* Records *
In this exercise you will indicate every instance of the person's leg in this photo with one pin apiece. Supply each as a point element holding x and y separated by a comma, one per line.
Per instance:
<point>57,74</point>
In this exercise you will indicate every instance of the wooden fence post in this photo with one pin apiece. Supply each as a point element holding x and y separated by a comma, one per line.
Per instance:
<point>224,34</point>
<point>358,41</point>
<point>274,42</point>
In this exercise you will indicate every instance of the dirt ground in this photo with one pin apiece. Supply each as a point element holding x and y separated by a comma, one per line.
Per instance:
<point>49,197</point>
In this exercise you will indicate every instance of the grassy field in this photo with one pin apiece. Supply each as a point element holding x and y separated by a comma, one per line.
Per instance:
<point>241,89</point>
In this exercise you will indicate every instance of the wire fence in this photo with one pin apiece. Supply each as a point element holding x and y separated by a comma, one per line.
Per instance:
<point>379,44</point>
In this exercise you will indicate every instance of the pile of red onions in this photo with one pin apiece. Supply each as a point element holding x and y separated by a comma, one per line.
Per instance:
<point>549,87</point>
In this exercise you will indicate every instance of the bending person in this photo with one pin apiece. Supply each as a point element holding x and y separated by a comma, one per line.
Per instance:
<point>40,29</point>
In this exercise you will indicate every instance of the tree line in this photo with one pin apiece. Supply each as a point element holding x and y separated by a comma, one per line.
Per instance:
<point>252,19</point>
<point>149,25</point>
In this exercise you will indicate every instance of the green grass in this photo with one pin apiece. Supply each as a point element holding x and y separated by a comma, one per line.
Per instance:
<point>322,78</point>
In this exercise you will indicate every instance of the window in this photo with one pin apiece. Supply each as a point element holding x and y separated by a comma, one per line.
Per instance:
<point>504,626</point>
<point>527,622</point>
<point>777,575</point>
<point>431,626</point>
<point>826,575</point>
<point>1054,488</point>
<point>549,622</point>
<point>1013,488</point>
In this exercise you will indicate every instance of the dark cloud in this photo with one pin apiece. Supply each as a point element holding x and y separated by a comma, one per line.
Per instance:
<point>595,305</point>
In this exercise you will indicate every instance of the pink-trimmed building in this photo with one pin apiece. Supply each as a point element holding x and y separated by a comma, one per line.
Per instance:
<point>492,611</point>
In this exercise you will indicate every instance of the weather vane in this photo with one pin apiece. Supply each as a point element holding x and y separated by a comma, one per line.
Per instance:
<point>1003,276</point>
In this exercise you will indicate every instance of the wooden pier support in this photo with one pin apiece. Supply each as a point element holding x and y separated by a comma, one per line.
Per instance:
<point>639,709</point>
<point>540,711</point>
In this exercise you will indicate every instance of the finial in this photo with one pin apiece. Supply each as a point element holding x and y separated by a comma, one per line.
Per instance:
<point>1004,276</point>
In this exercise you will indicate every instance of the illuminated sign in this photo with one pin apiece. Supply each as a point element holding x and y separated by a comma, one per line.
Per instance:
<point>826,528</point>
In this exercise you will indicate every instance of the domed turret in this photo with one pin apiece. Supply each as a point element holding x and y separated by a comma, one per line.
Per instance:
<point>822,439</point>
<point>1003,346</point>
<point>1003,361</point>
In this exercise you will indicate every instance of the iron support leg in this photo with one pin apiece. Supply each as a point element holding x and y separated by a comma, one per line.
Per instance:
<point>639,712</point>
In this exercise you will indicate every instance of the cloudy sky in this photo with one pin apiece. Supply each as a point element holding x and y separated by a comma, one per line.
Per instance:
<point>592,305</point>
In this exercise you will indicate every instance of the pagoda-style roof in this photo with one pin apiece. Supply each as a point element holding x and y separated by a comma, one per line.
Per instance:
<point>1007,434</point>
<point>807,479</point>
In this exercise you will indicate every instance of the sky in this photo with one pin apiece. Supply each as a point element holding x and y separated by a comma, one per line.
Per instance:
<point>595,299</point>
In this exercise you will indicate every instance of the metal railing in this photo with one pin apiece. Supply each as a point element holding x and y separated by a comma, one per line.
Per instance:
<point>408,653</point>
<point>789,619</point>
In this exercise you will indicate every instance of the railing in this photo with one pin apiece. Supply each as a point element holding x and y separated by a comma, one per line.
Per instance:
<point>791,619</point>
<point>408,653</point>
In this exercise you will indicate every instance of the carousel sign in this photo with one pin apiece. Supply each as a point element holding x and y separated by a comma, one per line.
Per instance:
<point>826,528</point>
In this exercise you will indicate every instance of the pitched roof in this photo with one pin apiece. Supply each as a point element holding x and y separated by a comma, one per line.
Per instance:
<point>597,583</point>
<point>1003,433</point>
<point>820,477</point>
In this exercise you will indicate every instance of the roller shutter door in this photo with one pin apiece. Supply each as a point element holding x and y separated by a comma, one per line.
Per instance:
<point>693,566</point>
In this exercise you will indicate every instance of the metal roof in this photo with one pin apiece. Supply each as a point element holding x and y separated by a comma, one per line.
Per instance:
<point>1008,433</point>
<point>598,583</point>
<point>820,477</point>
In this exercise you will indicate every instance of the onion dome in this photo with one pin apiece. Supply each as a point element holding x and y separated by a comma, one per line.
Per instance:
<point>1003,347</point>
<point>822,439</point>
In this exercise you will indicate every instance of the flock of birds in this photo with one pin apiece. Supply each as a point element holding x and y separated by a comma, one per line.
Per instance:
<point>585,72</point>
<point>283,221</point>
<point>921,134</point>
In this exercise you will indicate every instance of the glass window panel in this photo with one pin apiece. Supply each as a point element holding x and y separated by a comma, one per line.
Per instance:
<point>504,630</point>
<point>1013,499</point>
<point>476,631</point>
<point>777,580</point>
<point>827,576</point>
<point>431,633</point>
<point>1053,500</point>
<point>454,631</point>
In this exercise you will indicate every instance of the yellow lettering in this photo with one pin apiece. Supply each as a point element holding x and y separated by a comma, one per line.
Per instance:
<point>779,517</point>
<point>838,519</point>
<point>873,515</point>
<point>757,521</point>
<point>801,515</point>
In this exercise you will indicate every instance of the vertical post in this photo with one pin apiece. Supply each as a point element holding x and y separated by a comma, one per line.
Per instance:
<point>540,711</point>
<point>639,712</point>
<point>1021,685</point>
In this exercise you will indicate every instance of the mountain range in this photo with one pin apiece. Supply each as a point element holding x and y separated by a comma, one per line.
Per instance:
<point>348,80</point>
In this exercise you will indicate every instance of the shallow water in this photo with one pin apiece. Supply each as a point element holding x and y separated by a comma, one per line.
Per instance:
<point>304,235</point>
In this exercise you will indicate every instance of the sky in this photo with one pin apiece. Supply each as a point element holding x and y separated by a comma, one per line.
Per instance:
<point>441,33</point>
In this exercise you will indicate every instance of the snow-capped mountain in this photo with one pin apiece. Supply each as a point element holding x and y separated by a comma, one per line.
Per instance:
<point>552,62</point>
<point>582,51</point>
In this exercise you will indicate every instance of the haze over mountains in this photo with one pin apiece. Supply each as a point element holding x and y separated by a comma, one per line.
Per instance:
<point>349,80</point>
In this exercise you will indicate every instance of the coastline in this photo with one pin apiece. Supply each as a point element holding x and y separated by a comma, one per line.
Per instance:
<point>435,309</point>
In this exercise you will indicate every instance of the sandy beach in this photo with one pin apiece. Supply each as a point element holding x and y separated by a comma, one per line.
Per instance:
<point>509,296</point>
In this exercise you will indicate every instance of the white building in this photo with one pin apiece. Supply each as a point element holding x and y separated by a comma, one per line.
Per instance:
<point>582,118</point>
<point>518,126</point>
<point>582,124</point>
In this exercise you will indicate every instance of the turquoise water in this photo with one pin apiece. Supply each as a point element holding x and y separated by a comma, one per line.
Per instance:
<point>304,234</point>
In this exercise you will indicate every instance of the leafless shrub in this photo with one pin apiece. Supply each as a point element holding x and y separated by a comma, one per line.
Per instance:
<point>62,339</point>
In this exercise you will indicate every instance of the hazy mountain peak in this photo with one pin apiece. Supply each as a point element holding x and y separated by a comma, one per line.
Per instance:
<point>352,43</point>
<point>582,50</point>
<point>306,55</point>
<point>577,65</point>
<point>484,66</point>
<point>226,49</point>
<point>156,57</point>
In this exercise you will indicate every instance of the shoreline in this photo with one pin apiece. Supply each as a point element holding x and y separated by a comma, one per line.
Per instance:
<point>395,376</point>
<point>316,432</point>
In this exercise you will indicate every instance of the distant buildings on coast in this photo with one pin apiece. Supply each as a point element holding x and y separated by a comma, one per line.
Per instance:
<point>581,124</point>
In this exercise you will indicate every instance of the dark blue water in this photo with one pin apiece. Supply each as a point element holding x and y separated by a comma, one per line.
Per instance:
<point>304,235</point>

* Description of the task *
Could you give again exactly the lines from the line containing "In this exercise you will indicate every instance of the sandy" through the final line of the data above, and no others?

* Task output *
In this exercise you will indicate every instance of the sandy beach in this photo with one pin apiece. Supply each as a point element holding x and y separated by a comma, one per line.
Per instance:
<point>509,296</point>
In this exercise you will indicate every instance of the white building in this photo with one pin apiece. Supply each as a point element holding x and y separated by a comma, one per line.
Per instance:
<point>582,118</point>
<point>518,126</point>
<point>582,124</point>
In this exercise you will indicate every instance of the turquoise water in this photo with one pin apiece. Supply each as a point element holding x and y separated by a comma, one per line.
Per instance:
<point>304,234</point>
In this exercise you will indicate every instance of the leafless shrub in this photo with one pin apiece. Supply each as a point element holding x and y separated by a comma, one per line.
Per instance:
<point>62,339</point>
In this exercise you will indicate every instance of the hazy mountain peak in this photo with one pin apiece. Supply each as a point element holding x and y separated by a comma, one per line.
Per instance:
<point>352,43</point>
<point>582,50</point>
<point>306,55</point>
<point>577,65</point>
<point>484,66</point>
<point>226,49</point>
<point>156,57</point>
In this exercise you will indicate every instance of the shoreline in this photo with one pin apiece. Supply each as a point element holding x and y separated by a comma, one per line.
Per instance:
<point>395,376</point>
<point>316,432</point>
In this exercise you will indicate every instance of the distant buildings on coast in this photo with one pin apiece. Supply each as a point element holding x and y separated by a comma, one per line.
Per instance:
<point>581,124</point>
In this exercise you will indicate every instance of the dark blue water in this photo with one pin apiece. Supply each as a point element holding x and y separated by a comma, one per line.
Per instance:
<point>304,235</point>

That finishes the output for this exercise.